■ Задание 1 ■
Верните дословно фрагмент текста: начните со слов «Но на этотъ» и закончите словами «устами браваго Пьера!».
■ Задание 2 ■
Какие имена людей встречаются в тексте? Перечислите все.

■ Текст ■
= = =

Но на этотъ разъ въ галлюцинаціяхъ оказалась самая неподдѣльная дѣйствительность. Жоржъ-Зандъ снова уступила слезамъ поэта и у насъ является невольное подозрѣніе, не была ли нѣкоторая правда и въ венеціанскомъ бредѣ Мюссе? Теперь, если бы Пажелло сколько-нибудь дорожилъ чувствами Жоржъ-Зандъ или просто обладалъ самолюбіемъ нравственно-развитого мужчины, ему пришлось бы пережить не мало жестокихъ минутъ. Но всѣ мысли героя поглощены скорѣйшимъ освобожденіемъ изъ ненавистныхъ путъ и онъ уѣзжаетъ изъ Парижа, предоставляя своей возлюбленно! разыгрывать вновь начатый фарсъ до какой угодно развязки и исполненный изумленія предъ мизерностями частной жизни знаменитѣйшихъ французскихъ литераторовъ... И сама святая истина говорила на этотъ разъ устами браваго Пьера!
Эпилогъ нашей исторіи грустный и жалкій. Цѣлые мѣсяцы проходятъ въ самыхъ удивительныхъ перипетіяхъ, приливы страсти чередуются съ рѣшительными размолвками. Сегодня Жоржъ-Зандъ счастлива съ Мюссе, завтра или онъ бѣжитъ отъ нея, или она готова проклинать свою слабость. Не владѣй герои чуднымъ стилистическимъ талантомъ, не умѣй они всякое, даже совсѣмъ не изящное ощущеніе выразить въ классически совершенной формѣ, простое повѣствованіе о происшествіяхъ оставило бы у самыхъ благосклонныхъ читателей и восторженныхъ поклонниковъ крайне непріятный вкусъ. Сколько разъ, при видѣ этихъ безвольныхъ колебаній, чисто-физическихъ капризовъ, нервныхъ припадковъ болѣзненно-чувственнаго организма, они вспомнили бы прискорбный, но мудрый совѣтъ: Ne touches pas aux idoles, la dorure vous en reste aux mains... Болѣзненность, конечно, вся цѣликомъ на сторонѣ "милаго ангела", но не все нормально и у героини.

= = =

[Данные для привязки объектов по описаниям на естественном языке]

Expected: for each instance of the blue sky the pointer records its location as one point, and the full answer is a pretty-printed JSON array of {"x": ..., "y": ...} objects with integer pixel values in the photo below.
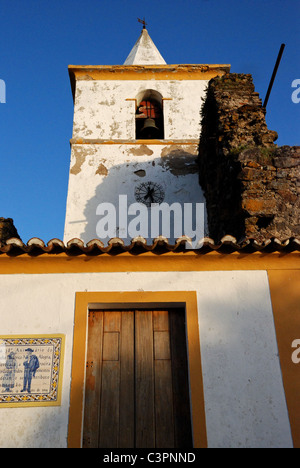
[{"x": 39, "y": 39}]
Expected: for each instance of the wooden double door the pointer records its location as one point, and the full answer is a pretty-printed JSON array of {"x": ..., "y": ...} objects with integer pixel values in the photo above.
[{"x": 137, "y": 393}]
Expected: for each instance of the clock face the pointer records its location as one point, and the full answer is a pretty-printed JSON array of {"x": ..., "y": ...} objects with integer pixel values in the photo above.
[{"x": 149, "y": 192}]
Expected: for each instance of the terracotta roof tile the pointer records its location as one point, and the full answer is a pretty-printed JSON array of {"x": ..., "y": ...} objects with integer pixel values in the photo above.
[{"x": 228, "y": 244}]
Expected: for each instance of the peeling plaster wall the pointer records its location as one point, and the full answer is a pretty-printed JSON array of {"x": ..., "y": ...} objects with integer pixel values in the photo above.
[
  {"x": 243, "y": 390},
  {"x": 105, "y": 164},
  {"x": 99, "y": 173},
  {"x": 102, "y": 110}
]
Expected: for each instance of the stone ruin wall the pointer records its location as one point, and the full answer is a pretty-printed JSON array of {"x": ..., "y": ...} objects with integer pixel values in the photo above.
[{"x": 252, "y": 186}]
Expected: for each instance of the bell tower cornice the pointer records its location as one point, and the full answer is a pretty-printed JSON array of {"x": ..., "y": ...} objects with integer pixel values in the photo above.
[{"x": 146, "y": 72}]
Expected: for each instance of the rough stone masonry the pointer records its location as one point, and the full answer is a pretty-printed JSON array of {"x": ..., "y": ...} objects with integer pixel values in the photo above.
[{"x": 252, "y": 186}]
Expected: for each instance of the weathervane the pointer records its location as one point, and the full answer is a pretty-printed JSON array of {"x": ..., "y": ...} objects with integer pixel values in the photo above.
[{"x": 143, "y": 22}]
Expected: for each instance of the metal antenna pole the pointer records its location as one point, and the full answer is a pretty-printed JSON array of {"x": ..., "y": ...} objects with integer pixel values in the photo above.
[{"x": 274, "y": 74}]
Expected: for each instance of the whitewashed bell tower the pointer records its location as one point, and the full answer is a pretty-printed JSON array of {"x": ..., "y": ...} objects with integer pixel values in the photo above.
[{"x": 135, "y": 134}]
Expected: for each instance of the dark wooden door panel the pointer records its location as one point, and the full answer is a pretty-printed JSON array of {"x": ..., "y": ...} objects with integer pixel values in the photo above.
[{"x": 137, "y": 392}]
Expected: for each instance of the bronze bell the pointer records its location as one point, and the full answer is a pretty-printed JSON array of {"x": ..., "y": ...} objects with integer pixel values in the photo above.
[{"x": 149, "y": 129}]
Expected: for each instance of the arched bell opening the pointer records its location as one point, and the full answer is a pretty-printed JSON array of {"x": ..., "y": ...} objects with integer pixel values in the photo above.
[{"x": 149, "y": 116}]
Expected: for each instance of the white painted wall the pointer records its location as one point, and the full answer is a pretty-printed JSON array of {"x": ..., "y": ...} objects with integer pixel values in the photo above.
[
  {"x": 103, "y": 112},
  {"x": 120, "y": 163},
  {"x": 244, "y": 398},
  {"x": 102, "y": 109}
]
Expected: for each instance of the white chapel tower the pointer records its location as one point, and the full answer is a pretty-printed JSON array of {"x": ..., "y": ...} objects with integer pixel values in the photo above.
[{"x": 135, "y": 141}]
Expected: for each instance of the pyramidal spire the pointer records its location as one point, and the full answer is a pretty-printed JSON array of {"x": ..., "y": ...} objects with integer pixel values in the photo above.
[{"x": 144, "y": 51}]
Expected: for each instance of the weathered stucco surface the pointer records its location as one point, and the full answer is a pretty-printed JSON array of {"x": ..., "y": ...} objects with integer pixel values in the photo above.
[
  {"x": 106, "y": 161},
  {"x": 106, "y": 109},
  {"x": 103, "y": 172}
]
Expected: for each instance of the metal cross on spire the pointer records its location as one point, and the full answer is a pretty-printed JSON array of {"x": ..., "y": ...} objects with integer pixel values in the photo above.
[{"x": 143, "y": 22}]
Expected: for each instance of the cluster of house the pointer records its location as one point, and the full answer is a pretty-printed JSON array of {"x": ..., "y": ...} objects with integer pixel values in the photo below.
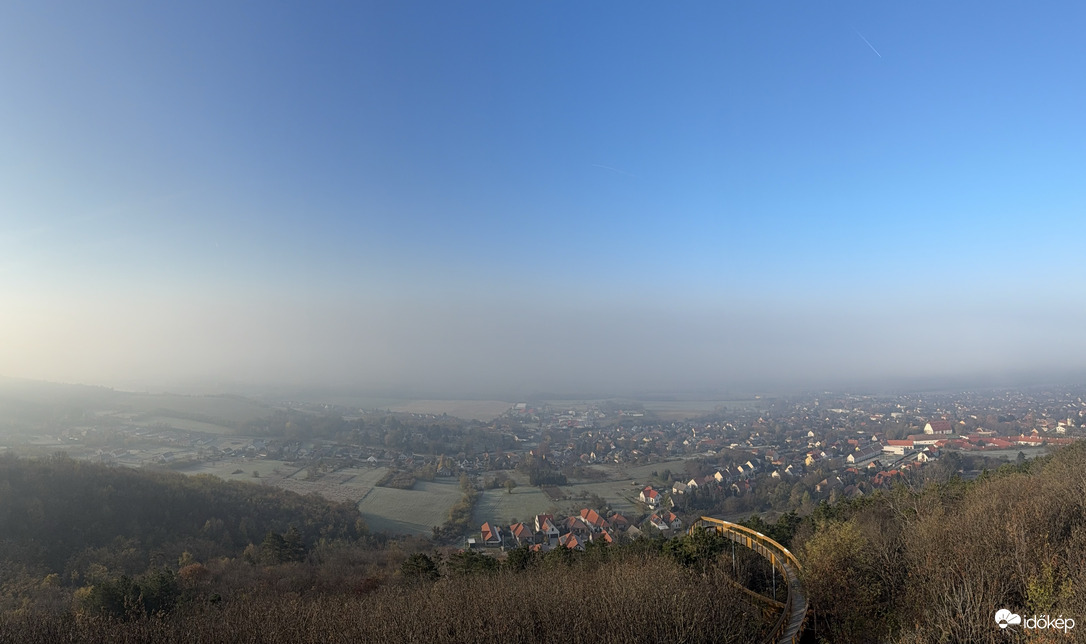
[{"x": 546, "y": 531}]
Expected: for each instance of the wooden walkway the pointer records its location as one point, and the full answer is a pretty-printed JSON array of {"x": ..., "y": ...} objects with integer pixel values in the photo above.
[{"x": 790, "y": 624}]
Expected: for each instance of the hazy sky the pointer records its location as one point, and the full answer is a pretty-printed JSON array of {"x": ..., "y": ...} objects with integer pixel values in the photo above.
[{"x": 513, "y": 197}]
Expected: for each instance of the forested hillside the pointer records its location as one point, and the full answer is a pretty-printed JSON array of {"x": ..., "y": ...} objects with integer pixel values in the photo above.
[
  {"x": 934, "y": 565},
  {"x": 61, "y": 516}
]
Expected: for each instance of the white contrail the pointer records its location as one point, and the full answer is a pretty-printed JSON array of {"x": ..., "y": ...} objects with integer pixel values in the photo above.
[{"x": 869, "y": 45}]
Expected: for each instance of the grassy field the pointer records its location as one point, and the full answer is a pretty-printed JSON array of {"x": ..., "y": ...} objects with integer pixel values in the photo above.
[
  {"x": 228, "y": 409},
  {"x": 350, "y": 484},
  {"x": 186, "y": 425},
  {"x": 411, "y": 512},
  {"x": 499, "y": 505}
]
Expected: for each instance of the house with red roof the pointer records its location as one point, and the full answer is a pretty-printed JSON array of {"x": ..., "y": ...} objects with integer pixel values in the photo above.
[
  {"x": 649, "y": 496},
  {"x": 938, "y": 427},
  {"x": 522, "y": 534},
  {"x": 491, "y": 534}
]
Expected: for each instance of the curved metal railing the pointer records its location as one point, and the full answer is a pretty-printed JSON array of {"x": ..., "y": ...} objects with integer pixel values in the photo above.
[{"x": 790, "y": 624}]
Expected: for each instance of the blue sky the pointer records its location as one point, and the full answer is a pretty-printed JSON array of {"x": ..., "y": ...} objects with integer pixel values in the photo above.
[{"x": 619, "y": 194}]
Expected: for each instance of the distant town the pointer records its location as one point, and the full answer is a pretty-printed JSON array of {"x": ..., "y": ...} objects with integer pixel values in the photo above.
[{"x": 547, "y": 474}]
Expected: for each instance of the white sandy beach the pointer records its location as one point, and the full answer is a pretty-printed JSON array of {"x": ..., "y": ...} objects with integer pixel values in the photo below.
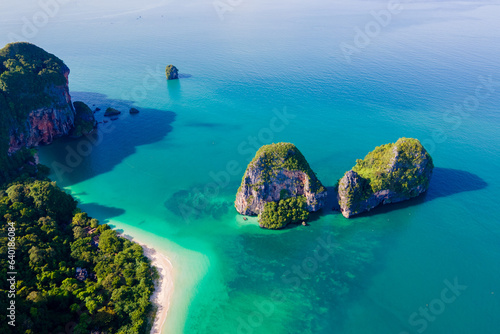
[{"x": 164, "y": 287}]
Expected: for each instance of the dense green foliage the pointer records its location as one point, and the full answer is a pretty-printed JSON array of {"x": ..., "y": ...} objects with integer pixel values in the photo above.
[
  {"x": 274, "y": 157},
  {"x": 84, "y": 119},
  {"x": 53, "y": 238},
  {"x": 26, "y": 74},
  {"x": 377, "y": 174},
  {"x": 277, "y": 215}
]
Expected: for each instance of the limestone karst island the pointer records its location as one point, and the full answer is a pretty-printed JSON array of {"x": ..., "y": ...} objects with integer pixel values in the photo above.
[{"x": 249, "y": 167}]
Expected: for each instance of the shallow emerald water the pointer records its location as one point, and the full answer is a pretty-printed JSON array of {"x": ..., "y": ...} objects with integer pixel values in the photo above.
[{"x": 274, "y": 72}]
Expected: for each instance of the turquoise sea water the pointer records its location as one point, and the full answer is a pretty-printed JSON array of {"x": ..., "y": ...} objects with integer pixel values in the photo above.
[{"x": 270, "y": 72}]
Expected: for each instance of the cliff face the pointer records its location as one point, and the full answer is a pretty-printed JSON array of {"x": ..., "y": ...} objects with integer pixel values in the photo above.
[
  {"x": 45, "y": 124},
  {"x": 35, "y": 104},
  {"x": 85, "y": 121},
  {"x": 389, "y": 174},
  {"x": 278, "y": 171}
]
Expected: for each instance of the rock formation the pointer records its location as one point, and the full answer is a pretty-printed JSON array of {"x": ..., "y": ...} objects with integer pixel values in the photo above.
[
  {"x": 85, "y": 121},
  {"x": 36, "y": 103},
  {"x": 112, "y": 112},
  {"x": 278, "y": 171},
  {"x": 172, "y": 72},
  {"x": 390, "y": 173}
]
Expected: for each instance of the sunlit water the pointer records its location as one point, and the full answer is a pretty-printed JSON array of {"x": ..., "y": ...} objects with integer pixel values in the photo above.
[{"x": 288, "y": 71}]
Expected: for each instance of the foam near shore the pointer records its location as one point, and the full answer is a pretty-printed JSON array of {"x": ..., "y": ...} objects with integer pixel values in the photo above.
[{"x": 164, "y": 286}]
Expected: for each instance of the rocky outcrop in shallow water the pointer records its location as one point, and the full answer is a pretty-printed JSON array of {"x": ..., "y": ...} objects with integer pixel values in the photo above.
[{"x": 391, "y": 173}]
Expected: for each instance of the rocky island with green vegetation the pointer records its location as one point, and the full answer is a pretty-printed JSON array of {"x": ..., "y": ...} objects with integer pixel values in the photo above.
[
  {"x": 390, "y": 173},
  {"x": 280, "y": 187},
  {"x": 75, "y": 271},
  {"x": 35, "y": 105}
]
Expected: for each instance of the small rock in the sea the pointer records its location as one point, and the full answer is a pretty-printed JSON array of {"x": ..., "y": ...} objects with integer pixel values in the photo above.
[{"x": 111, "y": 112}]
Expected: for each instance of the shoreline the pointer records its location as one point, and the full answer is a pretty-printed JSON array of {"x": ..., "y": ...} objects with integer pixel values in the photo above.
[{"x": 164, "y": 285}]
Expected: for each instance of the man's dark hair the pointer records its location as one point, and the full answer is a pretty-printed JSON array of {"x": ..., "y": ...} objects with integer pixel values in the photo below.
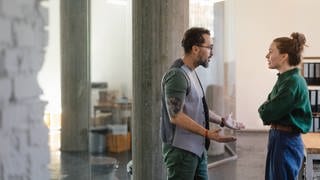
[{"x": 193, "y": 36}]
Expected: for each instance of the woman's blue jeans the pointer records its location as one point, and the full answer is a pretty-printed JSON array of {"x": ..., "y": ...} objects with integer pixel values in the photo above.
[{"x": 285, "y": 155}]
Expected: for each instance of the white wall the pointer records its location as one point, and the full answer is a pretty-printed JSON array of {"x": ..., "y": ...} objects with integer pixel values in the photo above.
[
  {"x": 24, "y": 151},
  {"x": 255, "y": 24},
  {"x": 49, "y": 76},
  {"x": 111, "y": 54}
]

= = =

■ Письменный ответ 1 ■
Но на этотъ разъ въ галлюцинаціяхъ оказалась самая неподдѣльная дѣйствительность. Жоржъ-Зандъ снова уступила слезамъ поэта и у насъ является невольное подозрѣніе, не была ли нѣкоторая правда и въ венеціанскомъ бредѣ Мюссе? Теперь, если бы Пажелло сколько-нибудь дорожилъ чувствами Жоржъ-Зандъ или просто обладалъ самолюбіемъ нравственно-развитого мужчины, ему пришлось бы пережить не мало жестокихъ минутъ. Но всѣ мысли героя поглощены скорѣйшимъ освобожденіемъ изъ ненавистныхъ путъ и онъ уѣзжаетъ изъ Парижа, предоставляя своей возлюбленно! разыгрывать вновь начатый фарсъ до какой угодно развязки и исполненный изумленія предъ мизерностями частной жизни знаменитѣйшихъ французскихъ литераторовъ... И сама святая истина говорила на этотъ разъ устами браваго Пьера!

■ Письменный ответ 2 ■
Жоржъ-Зандъ, Мюссе, Пажелло, Пьеръ